■ PAGE:

=======

Now in its third iteration, the Tech/Law Colloquium – or INFO 4113/6113/LAW 7113 – is a joint collaboration between Cornell University’s Department of Information Science within the Ann S. Bowers College of Computing and Information Science and the Cornell Law School. It was launched in 2017 with the goal of educating students on the ways technology and innovation can, and have, run afoul on civil rights – intentionally or unintentionally – while addressing relevant questions on matters of ethics and law.
Following each talk, the roughly 60 students enrolled in the colloquium course will participate in an in-depth workshop with the colloquium speaker. This dialogue with the presenter, Levy said, offers students a unique perspective into the research-development process.
“I want students to understand how fundamentally difficult these problems are. There’s often not an obvious “good guy” or “bad guy,” and no easy fixes—and we do students a disservice if we frame things that way. There are difficult tradeoffs,” Levy said. “I want students to come away with the understanding of how complex these problems are, and how much they affect our everyday lives.”
The Tech/Law Colloquium is supported by the Department of Information Science, the Cornell Law School, and the MacArthur Foundation.
The Fall 2021 schedule:
September 3: “Is Facebook’s Oversight Board Working?" Kate Klonick, St. John's University School of Law
September 10: “Westlaw, Lexis, and Elsevier Are Also Data Brokers. What Does That Mean for Professional Responsibility and Ethics?" Sarah Lamdan, CUNY School of Law
September 17: "AI-Mediated Communication, Legislative Responsiveness, and Trust in Democratic Institutions," Sarah Kreps, Cornell University
September 24: “Intimate Privacy: A Civil Right," Danielle Citron, University of Virginia School of Law (note: talk begins at 2:00 pm)

=======

■ DATA RECORDS:
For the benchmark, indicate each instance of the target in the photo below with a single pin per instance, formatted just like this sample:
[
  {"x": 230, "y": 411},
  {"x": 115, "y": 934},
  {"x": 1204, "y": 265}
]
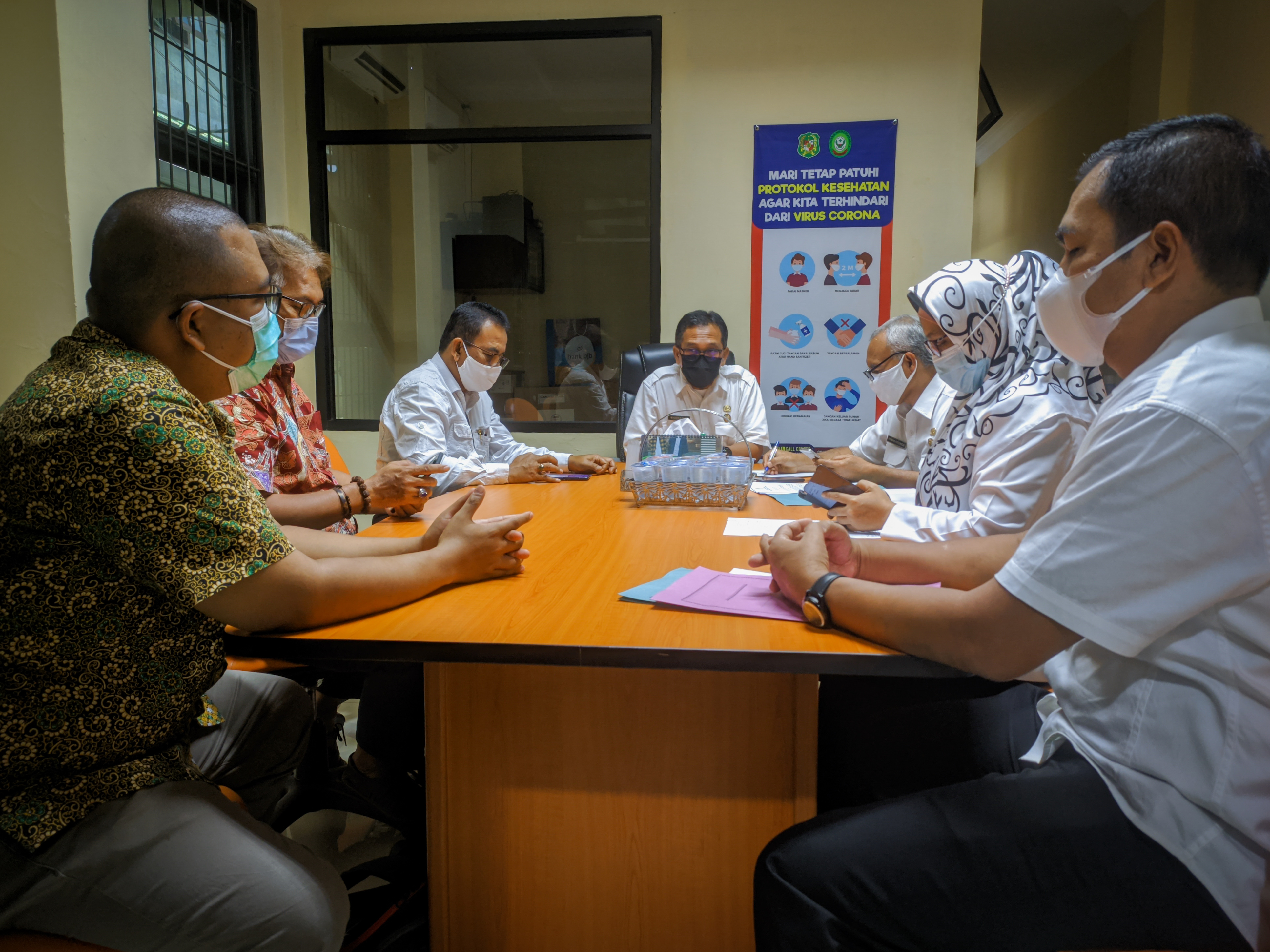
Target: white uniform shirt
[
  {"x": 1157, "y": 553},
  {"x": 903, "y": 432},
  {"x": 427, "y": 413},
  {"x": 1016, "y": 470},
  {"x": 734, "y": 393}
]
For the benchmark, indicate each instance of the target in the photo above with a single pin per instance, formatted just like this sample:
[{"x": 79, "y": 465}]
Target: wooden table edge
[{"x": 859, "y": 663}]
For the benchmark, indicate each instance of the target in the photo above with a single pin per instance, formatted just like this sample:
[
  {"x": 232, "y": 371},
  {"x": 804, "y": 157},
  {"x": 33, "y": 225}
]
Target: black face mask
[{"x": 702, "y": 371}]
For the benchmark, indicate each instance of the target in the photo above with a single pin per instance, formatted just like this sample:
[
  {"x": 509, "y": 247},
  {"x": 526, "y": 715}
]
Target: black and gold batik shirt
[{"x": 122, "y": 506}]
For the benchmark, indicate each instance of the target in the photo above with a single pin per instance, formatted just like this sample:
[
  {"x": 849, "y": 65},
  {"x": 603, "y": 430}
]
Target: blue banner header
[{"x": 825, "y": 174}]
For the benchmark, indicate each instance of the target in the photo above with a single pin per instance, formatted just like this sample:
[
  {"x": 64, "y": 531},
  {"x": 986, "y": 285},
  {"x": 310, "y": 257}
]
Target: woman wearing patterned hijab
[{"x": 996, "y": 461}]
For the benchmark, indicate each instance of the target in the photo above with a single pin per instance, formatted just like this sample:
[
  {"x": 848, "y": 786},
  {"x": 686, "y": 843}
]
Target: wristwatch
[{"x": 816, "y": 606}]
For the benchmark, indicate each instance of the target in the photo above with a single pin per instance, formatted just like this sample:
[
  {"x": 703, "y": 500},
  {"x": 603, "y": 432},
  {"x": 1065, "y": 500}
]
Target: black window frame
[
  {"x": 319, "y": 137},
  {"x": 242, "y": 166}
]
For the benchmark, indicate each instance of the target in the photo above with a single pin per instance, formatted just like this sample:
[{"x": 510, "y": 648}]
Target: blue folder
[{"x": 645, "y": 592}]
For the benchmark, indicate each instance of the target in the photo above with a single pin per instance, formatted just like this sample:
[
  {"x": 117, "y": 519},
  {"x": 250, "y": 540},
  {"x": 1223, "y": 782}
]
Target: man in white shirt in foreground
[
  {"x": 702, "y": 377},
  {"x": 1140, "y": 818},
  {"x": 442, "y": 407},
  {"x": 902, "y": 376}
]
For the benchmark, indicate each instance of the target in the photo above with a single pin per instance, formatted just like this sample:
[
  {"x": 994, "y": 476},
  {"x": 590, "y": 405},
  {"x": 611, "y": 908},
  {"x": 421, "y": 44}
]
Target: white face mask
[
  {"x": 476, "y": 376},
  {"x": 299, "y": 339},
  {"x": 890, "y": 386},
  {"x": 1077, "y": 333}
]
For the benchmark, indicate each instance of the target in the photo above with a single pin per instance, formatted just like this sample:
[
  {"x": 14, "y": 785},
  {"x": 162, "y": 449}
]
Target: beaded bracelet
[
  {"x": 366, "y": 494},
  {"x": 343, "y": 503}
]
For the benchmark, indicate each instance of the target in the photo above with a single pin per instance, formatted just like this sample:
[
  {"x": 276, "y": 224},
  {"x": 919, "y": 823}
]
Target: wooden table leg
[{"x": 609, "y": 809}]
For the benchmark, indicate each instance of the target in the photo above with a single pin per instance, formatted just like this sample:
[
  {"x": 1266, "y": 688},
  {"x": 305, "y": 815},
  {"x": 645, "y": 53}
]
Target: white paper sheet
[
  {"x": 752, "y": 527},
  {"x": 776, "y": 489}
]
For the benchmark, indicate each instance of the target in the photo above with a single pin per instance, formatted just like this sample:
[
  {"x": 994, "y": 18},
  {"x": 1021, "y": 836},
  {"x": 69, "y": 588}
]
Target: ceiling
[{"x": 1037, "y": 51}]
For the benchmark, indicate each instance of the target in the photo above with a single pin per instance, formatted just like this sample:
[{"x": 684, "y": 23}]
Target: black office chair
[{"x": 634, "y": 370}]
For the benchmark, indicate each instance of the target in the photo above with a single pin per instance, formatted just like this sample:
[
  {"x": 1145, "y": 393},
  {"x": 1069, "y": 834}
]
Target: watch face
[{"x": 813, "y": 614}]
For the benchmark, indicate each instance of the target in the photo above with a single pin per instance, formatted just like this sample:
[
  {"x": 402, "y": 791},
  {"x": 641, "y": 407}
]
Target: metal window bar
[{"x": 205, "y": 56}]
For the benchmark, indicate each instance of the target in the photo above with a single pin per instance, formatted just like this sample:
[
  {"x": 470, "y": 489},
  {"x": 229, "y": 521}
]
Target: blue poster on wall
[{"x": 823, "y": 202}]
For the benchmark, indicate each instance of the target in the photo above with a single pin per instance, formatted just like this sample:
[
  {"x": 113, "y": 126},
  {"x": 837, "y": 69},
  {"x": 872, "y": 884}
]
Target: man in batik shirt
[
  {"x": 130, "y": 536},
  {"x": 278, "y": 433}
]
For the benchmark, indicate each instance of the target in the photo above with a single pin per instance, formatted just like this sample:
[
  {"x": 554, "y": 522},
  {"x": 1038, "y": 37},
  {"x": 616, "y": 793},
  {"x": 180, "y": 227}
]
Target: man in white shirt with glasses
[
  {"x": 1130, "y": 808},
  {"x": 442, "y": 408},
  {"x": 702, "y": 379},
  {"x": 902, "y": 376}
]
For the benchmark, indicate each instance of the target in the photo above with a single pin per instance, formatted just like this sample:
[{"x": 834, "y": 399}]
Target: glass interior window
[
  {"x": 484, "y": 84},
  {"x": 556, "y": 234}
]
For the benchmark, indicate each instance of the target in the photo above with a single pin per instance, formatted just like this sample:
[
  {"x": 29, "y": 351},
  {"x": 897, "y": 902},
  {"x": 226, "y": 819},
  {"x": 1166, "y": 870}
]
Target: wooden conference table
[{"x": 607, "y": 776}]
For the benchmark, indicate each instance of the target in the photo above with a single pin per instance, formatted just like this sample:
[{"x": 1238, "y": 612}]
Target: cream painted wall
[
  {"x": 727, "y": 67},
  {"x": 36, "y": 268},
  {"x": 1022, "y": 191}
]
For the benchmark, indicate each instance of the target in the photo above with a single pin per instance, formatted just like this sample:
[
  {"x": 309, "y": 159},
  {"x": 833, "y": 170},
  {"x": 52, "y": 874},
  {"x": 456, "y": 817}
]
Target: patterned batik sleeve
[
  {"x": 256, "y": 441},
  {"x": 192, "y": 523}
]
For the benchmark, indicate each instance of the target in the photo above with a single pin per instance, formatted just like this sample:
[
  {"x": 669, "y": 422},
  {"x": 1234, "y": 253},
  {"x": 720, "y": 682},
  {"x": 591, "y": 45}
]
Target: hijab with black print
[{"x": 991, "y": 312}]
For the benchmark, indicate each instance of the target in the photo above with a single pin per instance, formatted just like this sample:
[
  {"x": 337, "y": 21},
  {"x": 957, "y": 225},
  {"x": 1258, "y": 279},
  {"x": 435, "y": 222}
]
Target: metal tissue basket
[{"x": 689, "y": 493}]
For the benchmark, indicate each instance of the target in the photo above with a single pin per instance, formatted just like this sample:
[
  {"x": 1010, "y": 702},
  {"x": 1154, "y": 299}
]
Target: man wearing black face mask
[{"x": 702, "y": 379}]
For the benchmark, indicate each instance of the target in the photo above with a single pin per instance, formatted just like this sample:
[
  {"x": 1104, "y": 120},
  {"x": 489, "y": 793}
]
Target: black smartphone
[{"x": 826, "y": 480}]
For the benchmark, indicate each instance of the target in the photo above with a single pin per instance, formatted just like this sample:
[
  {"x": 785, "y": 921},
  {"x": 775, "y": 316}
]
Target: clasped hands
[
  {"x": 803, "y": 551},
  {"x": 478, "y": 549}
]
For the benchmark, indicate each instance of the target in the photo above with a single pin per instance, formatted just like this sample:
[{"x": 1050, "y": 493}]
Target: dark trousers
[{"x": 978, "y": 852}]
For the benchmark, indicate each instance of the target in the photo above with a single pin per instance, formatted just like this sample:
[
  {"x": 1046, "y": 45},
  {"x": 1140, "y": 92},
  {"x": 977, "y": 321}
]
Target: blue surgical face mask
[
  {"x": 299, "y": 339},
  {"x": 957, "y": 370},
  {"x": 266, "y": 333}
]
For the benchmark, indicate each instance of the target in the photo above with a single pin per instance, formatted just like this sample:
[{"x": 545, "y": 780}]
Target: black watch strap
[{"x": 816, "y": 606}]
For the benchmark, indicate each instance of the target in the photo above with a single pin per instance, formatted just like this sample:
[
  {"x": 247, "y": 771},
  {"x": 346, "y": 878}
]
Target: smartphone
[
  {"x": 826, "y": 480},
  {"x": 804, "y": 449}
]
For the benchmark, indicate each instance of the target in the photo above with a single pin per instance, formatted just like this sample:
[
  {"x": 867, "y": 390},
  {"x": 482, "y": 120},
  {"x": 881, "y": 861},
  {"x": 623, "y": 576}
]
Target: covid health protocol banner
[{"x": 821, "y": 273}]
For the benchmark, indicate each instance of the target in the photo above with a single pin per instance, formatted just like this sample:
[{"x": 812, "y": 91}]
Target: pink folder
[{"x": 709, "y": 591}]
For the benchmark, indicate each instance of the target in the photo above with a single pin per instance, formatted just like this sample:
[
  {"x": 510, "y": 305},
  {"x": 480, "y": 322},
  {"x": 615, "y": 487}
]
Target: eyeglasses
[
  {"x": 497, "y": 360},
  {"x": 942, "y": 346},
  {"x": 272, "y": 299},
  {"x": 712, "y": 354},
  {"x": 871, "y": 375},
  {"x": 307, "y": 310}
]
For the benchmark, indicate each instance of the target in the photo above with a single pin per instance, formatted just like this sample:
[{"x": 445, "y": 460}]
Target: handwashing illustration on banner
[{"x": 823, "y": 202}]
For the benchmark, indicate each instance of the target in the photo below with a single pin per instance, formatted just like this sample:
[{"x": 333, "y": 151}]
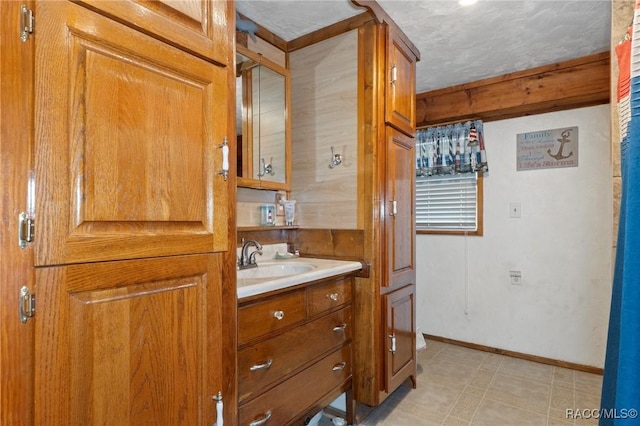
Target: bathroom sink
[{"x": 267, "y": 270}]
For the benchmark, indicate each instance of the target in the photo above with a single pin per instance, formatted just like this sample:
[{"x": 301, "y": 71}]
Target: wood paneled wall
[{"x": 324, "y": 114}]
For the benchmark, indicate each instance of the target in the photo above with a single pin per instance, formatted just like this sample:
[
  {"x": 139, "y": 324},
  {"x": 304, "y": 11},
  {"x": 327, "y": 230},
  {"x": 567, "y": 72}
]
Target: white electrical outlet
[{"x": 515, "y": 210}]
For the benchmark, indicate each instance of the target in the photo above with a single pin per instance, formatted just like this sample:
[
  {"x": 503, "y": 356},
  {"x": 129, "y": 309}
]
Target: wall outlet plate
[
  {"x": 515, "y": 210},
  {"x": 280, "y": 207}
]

=======

■ TO-DO LIST:
A) From the colloquium article, echo the passage starting at "Following each talk, the" and ending at "the MacArthur Foundation.".
B) Answer these questions using the colloquium article:
(i) In what year was the colloquium launched?
(ii) About how many students are enrolled in the colloquium course?
(iii) Who gives the September 17 talk?

■ PER-TASK ANSWERS:
A)
Following each talk, the roughly 60 students enrolled in the colloquium course will participate in an in-depth workshop with the colloquium speaker. This dialogue with the presenter, Levy said, offers students a unique perspective into the research-development process.
“I want students to understand how fundamentally difficult these problems are. There’s often not an obvious “good guy” or “bad guy,” and no easy fixes—and we do students a disservice if we frame things that way. There are difficult tradeoffs,” Levy said. “I want students to come away with the understanding of how complex these problems are, and how much they affect our everyday lives.”
The Tech/Law Colloquium is supported by the Department of Information Science, the Cornell Law School, and the MacArthur Foundation.

B)
(i) 2017
(ii) Roughly 60
(iii) Sarah Kreps, Cornell University